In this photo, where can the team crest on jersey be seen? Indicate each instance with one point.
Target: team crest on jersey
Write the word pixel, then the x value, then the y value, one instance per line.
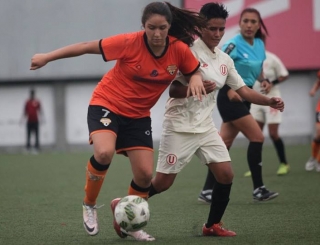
pixel 154 73
pixel 223 70
pixel 105 121
pixel 172 69
pixel 171 159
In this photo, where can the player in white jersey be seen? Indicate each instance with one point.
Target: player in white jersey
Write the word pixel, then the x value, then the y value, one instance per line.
pixel 314 160
pixel 188 127
pixel 276 72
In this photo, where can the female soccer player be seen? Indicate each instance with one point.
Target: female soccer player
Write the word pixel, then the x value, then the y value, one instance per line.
pixel 188 127
pixel 248 53
pixel 119 110
pixel 314 160
pixel 276 72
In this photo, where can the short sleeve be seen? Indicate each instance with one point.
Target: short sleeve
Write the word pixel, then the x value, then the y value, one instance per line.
pixel 280 69
pixel 189 64
pixel 230 48
pixel 114 47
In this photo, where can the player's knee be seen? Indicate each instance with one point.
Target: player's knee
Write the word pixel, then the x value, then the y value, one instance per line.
pixel 104 157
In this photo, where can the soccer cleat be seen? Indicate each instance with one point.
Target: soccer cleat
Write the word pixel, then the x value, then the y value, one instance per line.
pixel 262 194
pixel 205 196
pixel 310 164
pixel 139 235
pixel 247 174
pixel 216 230
pixel 90 219
pixel 283 169
pixel 116 227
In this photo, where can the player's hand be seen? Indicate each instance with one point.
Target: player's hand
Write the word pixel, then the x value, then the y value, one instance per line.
pixel 265 86
pixel 277 103
pixel 38 61
pixel 234 96
pixel 312 92
pixel 209 86
pixel 196 88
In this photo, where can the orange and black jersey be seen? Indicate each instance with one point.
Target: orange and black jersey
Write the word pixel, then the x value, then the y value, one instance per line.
pixel 135 83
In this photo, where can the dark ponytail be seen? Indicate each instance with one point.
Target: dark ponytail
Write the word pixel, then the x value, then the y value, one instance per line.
pixel 185 24
pixel 260 34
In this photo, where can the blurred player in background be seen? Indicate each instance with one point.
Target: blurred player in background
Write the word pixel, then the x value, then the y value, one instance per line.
pixel 276 72
pixel 248 53
pixel 314 160
pixel 119 111
pixel 188 127
pixel 32 113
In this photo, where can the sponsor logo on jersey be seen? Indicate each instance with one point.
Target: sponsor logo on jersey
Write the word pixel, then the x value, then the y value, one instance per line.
pixel 223 69
pixel 154 73
pixel 105 121
pixel 229 48
pixel 171 159
pixel 172 69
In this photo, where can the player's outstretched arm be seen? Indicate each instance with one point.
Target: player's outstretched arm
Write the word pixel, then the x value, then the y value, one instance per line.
pixel 40 60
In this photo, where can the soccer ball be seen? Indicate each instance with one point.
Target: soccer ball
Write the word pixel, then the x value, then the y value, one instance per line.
pixel 132 213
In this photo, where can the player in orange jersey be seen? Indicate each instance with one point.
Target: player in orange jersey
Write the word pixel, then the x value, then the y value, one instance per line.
pixel 119 110
pixel 314 160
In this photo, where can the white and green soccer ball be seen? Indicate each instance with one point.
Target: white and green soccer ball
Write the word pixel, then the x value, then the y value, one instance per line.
pixel 132 213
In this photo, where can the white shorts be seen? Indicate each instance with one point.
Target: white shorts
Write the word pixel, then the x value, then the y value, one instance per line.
pixel 177 149
pixel 266 114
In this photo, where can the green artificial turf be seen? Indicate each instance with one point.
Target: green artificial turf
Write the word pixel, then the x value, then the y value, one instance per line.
pixel 41 197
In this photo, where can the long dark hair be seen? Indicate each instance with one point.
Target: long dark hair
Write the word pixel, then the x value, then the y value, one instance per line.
pixel 260 34
pixel 185 24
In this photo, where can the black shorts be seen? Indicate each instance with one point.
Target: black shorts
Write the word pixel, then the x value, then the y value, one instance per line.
pixel 230 111
pixel 131 133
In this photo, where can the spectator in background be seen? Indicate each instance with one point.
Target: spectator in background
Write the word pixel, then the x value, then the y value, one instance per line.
pixel 32 112
pixel 248 53
pixel 314 160
pixel 119 111
pixel 276 72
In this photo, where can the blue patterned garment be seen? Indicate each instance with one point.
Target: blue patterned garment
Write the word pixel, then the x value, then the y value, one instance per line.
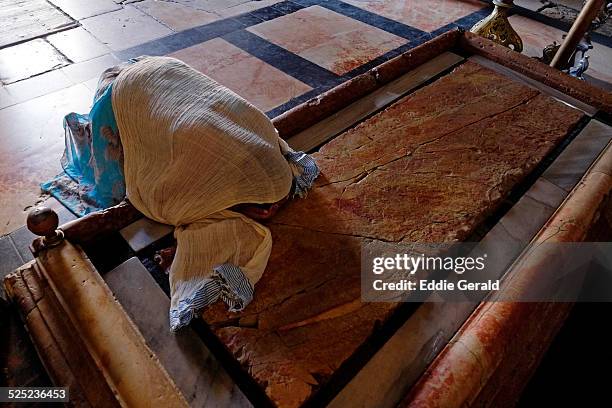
pixel 93 160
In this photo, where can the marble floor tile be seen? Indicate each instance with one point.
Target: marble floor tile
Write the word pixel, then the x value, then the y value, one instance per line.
pixel 9 258
pixel 176 16
pixel 328 39
pixel 78 45
pixel 79 9
pixel 424 15
pixel 258 82
pixel 28 59
pixel 245 7
pixel 537 35
pixel 34 87
pixel 211 5
pixel 125 28
pixel 144 232
pixel 31 145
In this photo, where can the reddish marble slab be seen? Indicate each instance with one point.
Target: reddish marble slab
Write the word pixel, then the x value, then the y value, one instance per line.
pixel 430 168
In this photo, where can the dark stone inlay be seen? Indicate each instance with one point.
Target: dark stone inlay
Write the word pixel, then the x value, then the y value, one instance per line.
pixel 375 20
pixel 9 258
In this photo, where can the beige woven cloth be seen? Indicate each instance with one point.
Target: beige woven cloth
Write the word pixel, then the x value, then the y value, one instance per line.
pixel 193 149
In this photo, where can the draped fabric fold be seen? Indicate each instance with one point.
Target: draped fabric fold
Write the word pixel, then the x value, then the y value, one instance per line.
pixel 193 149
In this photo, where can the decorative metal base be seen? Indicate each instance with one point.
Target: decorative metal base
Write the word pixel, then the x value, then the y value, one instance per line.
pixel 496 27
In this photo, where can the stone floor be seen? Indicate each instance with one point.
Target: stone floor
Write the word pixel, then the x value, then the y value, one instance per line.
pixel 253 47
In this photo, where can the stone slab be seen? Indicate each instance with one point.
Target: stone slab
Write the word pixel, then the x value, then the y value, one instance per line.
pixel 430 168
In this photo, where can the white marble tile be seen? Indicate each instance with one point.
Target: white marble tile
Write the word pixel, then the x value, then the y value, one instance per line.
pixel 144 232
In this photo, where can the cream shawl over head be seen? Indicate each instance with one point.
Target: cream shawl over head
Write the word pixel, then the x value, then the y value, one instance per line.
pixel 193 149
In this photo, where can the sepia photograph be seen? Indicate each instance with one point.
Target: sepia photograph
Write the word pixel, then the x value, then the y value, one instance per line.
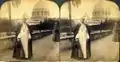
pixel 59 30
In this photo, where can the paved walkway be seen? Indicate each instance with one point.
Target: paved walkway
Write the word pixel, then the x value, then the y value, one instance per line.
pixel 44 49
pixel 103 49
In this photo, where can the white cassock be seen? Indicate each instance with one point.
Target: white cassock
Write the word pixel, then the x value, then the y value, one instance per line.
pixel 24 36
pixel 83 36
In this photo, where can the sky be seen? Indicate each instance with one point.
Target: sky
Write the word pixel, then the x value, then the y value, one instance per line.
pixel 26 7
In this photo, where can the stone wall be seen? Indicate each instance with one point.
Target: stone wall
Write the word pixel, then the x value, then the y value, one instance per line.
pixel 6 44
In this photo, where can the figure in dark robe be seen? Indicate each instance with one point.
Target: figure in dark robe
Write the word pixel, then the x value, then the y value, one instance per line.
pixel 56 32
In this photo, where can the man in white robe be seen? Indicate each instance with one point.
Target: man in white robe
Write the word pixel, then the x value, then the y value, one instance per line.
pixel 24 36
pixel 83 37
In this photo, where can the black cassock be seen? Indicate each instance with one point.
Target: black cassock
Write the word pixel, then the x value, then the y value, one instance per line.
pixel 76 48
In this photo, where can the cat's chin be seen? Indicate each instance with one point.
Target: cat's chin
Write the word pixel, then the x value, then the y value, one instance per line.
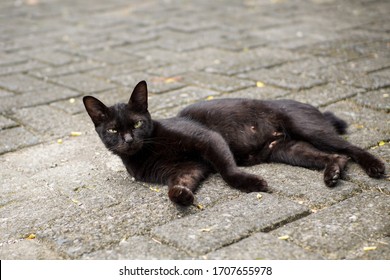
pixel 127 150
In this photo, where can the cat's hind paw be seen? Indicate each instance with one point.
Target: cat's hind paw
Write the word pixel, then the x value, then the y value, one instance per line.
pixel 181 195
pixel 333 171
pixel 248 182
pixel 375 168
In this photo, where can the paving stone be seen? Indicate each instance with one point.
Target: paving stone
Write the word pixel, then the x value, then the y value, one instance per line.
pixel 262 92
pixel 27 250
pixel 248 61
pixel 36 97
pixel 15 138
pixel 356 174
pixel 284 80
pixel 181 42
pixel 213 228
pixel 110 72
pixel 60 125
pixel 217 82
pixel 262 246
pixel 183 96
pixel 110 56
pixel 364 128
pixel 5 93
pixel 7 59
pixel 327 94
pixel 160 56
pixel 77 67
pixel 77 198
pixel 138 248
pixel 378 99
pixel 368 64
pixel 340 231
pixel 54 58
pixel 6 123
pixel 194 61
pixel 83 83
pixel 354 78
pixel 21 83
pixel 155 84
pixel 21 67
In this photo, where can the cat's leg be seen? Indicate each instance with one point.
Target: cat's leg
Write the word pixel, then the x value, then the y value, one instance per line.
pixel 184 181
pixel 303 154
pixel 331 142
pixel 313 127
pixel 218 153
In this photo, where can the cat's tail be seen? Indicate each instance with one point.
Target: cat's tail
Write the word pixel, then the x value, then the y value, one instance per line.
pixel 339 124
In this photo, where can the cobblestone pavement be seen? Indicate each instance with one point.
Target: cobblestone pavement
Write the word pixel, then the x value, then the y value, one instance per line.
pixel 63 196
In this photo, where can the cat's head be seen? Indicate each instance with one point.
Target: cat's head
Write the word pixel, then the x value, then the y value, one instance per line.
pixel 124 127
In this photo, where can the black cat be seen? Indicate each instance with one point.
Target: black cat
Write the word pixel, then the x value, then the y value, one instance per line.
pixel 216 136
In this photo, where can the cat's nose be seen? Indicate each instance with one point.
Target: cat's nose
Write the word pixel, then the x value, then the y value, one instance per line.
pixel 128 139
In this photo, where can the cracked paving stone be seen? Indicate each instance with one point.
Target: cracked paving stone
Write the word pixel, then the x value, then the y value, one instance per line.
pixel 233 220
pixel 217 82
pixel 83 83
pixel 14 138
pixel 343 230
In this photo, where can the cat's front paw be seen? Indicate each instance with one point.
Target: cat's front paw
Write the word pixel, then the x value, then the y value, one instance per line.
pixel 181 195
pixel 374 167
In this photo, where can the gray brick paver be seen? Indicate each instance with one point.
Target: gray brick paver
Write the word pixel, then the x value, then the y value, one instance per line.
pixel 78 199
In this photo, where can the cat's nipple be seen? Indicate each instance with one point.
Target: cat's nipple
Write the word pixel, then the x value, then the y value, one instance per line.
pixel 128 139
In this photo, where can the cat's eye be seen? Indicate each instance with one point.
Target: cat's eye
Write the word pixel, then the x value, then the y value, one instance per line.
pixel 111 130
pixel 138 124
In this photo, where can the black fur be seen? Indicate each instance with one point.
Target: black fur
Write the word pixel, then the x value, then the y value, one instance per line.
pixel 219 135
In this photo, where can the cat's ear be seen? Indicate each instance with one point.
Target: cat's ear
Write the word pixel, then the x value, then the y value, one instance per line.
pixel 139 98
pixel 96 109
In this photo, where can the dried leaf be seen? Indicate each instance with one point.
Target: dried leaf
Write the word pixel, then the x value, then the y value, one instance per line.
pixel 31 236
pixel 372 248
pixel 200 206
pixel 284 237
pixel 359 126
pixel 260 84
pixel 75 133
pixel 75 201
pixel 172 80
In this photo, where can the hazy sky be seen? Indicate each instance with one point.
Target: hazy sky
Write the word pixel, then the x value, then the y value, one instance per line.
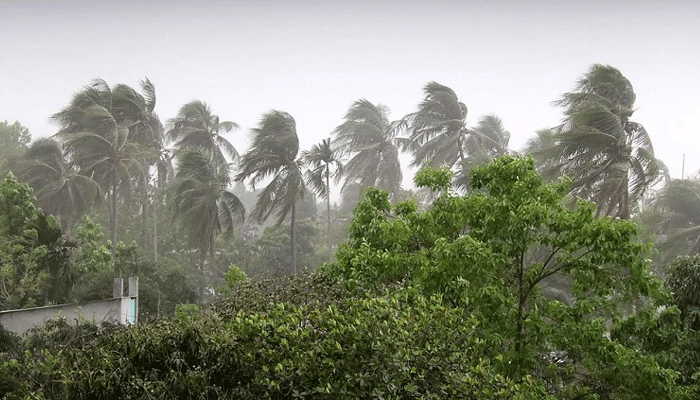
pixel 314 58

## WRITTEN EXERCISE:
Copy the material from the line with "In this photo, where can the female" up to and including the line with "pixel 116 227", putting "football boot" wherever "soccer cleat" appears and keeping everything else the same.

## OUTPUT OF THE TASK:
In this photo, where can the female soccer player be seen? Indicate each instance with one point.
Target: female soccer player
Write the word pixel, then the x value, then the y value, one instance per line.
pixel 188 127
pixel 248 53
pixel 119 110
pixel 314 160
pixel 276 72
In this photo, where can the short sleeve be seen? Indicate each instance with one point.
Target: short sleeve
Write the word pixel, then the x value, then the y value, one instance per line.
pixel 280 69
pixel 189 64
pixel 230 48
pixel 114 47
In this photo, where can the player's knee be seen? Indicate each instance with one point.
Target: player's knee
Write the word pixel, then the x value, then the y value, one instance per line.
pixel 104 157
In this photo, where can the football boot be seen? Indicate each instance with one point.
Target: football boot
Write the word pixel, then the x value, then the y value, one instance per line.
pixel 262 194
pixel 205 196
pixel 310 164
pixel 139 235
pixel 247 174
pixel 216 230
pixel 90 219
pixel 283 169
pixel 116 227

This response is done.